[BEGIN PASSAGE]
Implemented from the Raft paper (Ongaro & Ousterhout, 2014) with no external consensus library.

State Machine

              timeout / no heartbeat
 ┌──────────┐ ──────────────────────► ┌─────────────┐
 │ Follower │                         │  Candidate  │
 │          │ ◄────────────────────── │             │
 └──────────┘   higher term seen      └──────┬──────┘
      ▲                                      │ quorum votes
      │ higher term seen                     ▼
      │                               ┌─────────────┐
      └───────────────────────────────│   Leader    │
                                      │             │
                                      └─────────────┘

Election (150–300ms randomized timeout)

Follower                  Candidate                 Peers
   │    timer fires            │                      │
   │ ──────────────────────►   │                      │
   │                           │── RequestVote ──────►│
   │                           │                      │
   │                           │◄── VoteGranted ──────│
   │                           │◄── VoteGranted ──────│  (quorum)
   │                           │                      │
   │                     becomes Leader               │
   │                           │── AppendEntries ────►│  (heartbeat)

Log Replication

Client     Leader              Follower A   Follower B
  │          │                      │            │
  │── PUT ──►│                      │            │
  │          │── AppendEntries ────►│            │
  │          │── AppendEntries ─────────────────►│
  │          │                      │            │
  │          │◄── ACK (match=N) ────│            │
  │          │◄── ACK (match=N) ──────────────── │
  │          │                      │            │
  │          │  commit_index = N    │            │
  │◄── OK ───│                      │            │

Safety Properties

Property Guarantee How
Election Safety ≤ 1 leader per term Quorum votes; each node votes once per term
Log Matching Same index+term → identical logs prev_log_index / prev_log_term check
Leader Completeness Committed entries always in future leaders Voters reject candidates whose logs are behind
State Machine Safety All nodes apply same entry at same index Leaders only commit entries from current term

LSM Storage Engine

Write:
  PUT(k, v) ──► WAL.append(CRC32 + len + data) ──► fsync()
[END PASSAGE]
[BEGIN INFORMATION SUPPLIED]
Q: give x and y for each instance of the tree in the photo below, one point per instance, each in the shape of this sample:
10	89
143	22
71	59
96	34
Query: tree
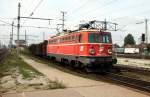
148	47
129	39
116	45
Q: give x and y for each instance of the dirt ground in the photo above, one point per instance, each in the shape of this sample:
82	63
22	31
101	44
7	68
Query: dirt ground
144	63
83	86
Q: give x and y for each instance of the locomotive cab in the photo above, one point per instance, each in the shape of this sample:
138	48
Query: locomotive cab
98	49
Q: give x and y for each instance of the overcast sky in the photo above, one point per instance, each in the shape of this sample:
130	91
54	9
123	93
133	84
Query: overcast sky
124	12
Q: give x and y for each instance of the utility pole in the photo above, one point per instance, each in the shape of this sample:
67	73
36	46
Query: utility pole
11	36
63	19
146	30
18	27
25	38
105	25
43	36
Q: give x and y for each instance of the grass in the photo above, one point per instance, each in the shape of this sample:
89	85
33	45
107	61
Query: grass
14	61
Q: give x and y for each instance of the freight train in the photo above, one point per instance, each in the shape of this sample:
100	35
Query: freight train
88	49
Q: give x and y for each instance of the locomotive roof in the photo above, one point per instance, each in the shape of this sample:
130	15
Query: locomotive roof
77	31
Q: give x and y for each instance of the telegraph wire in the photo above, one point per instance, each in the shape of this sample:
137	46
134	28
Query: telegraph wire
31	14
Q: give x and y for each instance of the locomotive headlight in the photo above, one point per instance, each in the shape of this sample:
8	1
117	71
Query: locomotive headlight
101	48
110	51
92	51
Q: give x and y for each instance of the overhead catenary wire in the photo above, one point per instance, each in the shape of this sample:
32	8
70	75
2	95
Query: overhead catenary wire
31	14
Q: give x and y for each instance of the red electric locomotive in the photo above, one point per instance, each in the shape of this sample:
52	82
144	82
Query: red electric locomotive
91	49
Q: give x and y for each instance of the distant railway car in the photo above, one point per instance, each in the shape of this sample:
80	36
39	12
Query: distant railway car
89	49
131	50
119	50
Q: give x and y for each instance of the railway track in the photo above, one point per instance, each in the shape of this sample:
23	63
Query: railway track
140	70
128	81
114	76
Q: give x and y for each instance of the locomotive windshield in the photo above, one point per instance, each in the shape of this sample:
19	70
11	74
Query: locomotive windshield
99	38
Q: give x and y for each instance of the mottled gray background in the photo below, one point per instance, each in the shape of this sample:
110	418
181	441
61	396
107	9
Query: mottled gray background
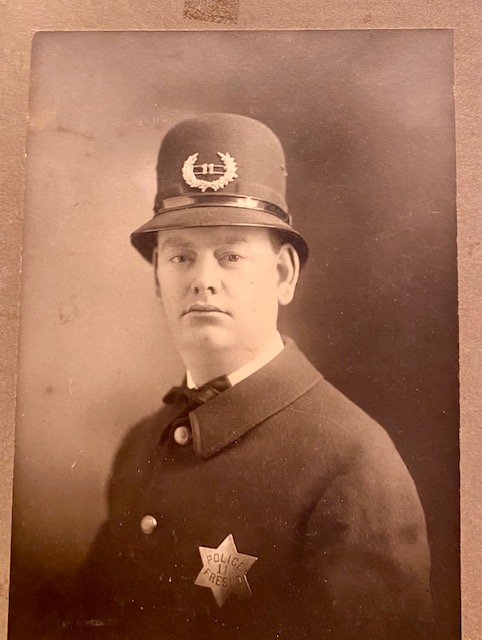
367	122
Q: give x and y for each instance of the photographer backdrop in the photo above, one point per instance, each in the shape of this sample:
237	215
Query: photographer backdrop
367	122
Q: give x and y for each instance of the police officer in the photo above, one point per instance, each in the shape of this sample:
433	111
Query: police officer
259	502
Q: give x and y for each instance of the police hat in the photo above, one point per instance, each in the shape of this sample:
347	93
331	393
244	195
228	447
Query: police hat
220	170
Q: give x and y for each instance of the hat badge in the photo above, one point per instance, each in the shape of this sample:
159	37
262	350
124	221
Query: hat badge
226	171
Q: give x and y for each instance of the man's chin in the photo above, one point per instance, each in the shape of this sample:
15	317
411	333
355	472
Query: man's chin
208	338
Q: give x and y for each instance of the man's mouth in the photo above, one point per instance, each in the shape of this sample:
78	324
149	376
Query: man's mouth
203	308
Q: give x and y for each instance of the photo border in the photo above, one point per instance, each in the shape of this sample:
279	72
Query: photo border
20	21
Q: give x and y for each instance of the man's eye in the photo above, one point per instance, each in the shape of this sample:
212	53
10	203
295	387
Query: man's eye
180	259
232	257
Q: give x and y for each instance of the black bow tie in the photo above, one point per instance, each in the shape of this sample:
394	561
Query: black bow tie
196	397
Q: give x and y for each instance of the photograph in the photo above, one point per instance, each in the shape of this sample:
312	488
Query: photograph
238	378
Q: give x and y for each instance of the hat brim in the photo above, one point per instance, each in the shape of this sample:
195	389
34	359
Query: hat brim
144	239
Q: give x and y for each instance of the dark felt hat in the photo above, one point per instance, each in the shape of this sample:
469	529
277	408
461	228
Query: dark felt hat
215	170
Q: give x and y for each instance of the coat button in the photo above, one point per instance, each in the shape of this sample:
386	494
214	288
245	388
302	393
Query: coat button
182	435
148	524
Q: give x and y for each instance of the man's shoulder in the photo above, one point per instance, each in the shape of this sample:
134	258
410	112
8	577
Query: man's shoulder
325	420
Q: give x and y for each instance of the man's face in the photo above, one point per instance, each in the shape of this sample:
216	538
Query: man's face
220	287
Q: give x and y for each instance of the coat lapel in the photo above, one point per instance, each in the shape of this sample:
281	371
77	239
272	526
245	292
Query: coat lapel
221	421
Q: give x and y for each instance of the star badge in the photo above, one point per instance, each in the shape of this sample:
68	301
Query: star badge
224	570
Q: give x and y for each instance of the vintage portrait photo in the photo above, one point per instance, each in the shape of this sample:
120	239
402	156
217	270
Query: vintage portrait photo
238	400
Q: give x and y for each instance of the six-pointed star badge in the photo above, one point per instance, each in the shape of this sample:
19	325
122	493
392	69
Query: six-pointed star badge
224	570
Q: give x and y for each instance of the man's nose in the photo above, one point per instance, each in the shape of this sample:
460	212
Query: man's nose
206	276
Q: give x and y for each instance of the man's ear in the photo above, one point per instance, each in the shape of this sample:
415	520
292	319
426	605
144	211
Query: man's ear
155	260
288	273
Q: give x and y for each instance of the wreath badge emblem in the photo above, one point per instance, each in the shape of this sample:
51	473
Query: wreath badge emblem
226	171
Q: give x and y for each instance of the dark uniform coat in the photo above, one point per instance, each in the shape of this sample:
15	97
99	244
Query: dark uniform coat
289	514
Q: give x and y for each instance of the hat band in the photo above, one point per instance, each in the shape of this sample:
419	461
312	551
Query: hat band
224	200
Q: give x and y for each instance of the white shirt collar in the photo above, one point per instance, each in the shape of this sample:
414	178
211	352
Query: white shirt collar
275	347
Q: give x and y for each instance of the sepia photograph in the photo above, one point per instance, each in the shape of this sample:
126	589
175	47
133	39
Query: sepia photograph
238	383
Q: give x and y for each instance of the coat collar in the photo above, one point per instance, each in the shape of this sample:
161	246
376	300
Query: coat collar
224	419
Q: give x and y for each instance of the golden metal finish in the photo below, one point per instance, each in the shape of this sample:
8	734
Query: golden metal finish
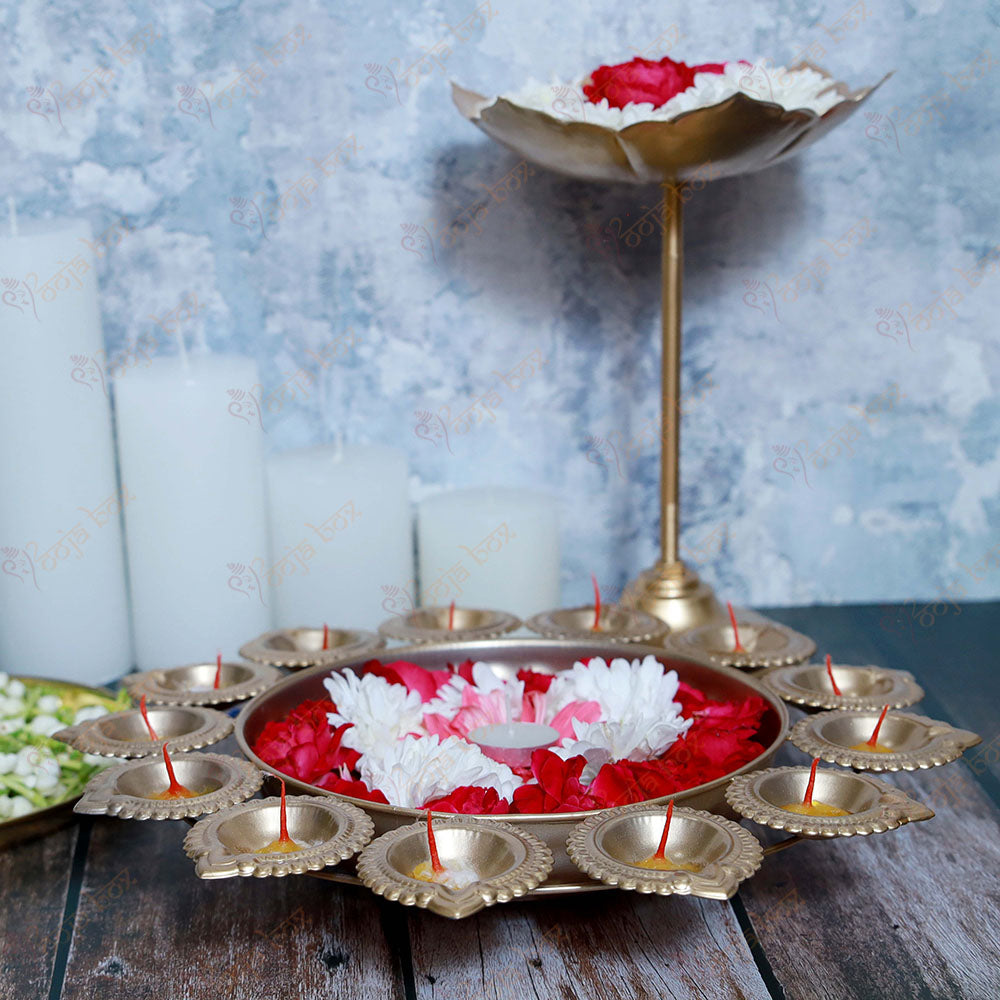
[END INFORMATION SUPPLIED]
> JOBS
[1] Copy the Raft notes between "Safety Properties" and "data) ──► fsync()", inclusive.
[2] According to the Raft notes, what is the range of the randomized election timeout?
These rows come from a separate source.

> REPLIES
[1]
Safety Properties

Property Guarantee How
Election Safety ≤ 1 leader per term Quorum votes; each node votes once per term
Log Matching Same index+term → identical logs prev_log_index / prev_log_term check
Leader Completeness Committed entries always in future leaders Voters reject candidates whose logs are behind
State Machine Safety All nodes apply same entry at same index Leaders only commit entries from current term

LSM Storage Engine

Write:
  PUT(k, v) ──► WAL.append(CRC32 + len + data) ──► fsync()

[2] 150–300ms